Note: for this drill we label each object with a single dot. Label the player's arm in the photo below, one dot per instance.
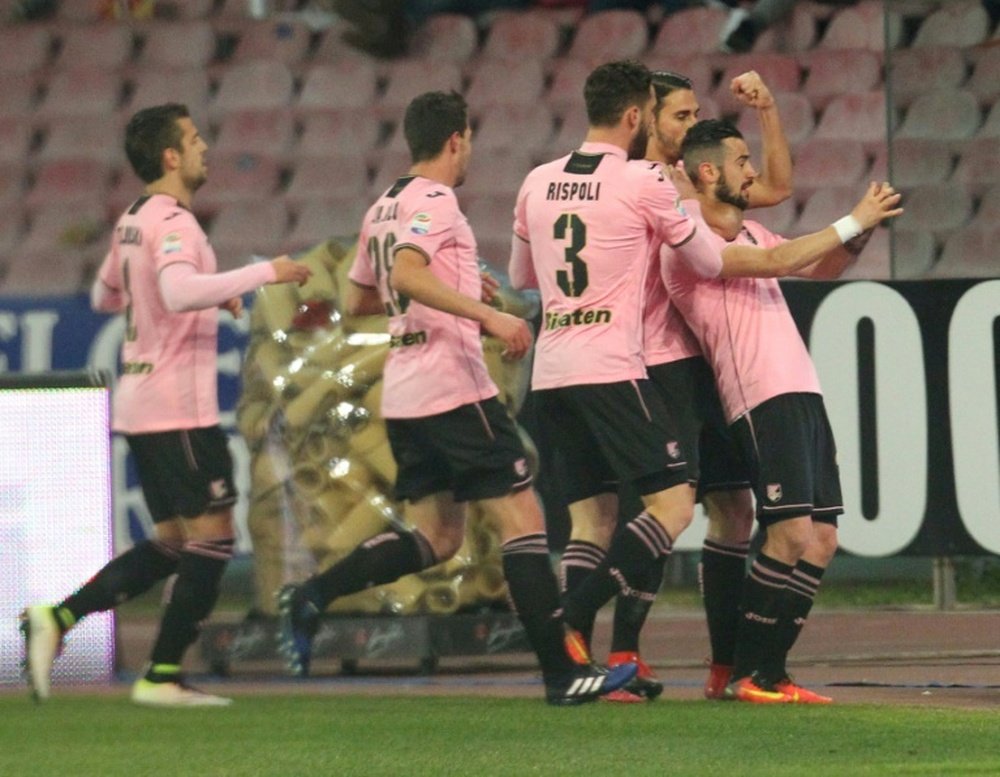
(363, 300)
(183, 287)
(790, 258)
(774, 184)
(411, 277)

...

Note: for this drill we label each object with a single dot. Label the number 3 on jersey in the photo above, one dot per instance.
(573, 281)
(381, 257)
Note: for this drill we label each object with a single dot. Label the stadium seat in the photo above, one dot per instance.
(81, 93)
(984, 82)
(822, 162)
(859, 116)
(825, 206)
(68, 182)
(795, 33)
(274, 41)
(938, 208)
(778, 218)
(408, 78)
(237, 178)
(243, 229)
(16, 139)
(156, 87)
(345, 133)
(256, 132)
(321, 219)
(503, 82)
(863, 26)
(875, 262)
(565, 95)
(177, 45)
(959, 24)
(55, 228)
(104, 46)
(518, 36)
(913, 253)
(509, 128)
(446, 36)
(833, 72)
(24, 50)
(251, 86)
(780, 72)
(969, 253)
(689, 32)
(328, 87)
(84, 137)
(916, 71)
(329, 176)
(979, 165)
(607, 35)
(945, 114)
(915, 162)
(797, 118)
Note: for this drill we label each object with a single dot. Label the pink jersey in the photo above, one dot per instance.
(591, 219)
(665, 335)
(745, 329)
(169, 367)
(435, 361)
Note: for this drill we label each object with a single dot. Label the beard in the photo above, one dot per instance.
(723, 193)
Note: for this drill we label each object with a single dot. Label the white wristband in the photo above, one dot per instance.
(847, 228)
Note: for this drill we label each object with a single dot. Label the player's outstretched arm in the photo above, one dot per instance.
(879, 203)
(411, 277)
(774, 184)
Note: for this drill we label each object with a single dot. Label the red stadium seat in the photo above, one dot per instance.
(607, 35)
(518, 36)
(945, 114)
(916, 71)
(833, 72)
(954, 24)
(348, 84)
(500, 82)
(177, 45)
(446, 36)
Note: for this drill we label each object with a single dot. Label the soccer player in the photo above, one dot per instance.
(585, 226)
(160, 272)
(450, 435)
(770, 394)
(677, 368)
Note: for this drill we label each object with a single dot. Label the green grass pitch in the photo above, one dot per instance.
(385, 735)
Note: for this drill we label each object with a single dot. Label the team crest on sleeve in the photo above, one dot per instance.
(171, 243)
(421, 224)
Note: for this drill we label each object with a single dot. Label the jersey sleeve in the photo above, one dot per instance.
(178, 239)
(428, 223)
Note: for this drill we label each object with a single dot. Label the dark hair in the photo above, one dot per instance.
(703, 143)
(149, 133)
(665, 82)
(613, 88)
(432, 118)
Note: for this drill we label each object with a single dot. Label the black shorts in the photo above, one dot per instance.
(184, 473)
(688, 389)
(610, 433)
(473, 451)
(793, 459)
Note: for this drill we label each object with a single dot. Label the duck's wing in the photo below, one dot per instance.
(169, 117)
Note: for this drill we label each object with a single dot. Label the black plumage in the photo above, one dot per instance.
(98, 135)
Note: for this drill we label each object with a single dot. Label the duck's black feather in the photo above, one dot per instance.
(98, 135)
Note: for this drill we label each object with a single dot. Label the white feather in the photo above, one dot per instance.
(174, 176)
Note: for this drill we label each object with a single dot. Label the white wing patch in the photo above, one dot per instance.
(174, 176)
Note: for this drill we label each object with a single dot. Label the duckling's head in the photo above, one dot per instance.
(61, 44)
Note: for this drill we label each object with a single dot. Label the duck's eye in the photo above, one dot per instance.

# Exercise objective
From the material above, set down exactly the lines starting at the one with "the duck's black" and ending at the one with "the duck's eye", end lines included.

# Task result
Note: for this drill we label each object with a single dot. Label the duck's black feather in the photo above, one dot per instance.
(98, 135)
Note: for this drill we label each object with a single dot. Label the white feather in the photo above, one dot per instance.
(174, 176)
Note: for this drill we label each object with a single dot. Label the white wing patch in the photo above, one dot per instance.
(174, 176)
Note: for this drill we label each object with a single dot. Label the duckling's head in the photo above, one dot per instance.
(61, 44)
Note: for this drill we label each object with a single dot. Label the duck's eye in the photo above, one dot per instance.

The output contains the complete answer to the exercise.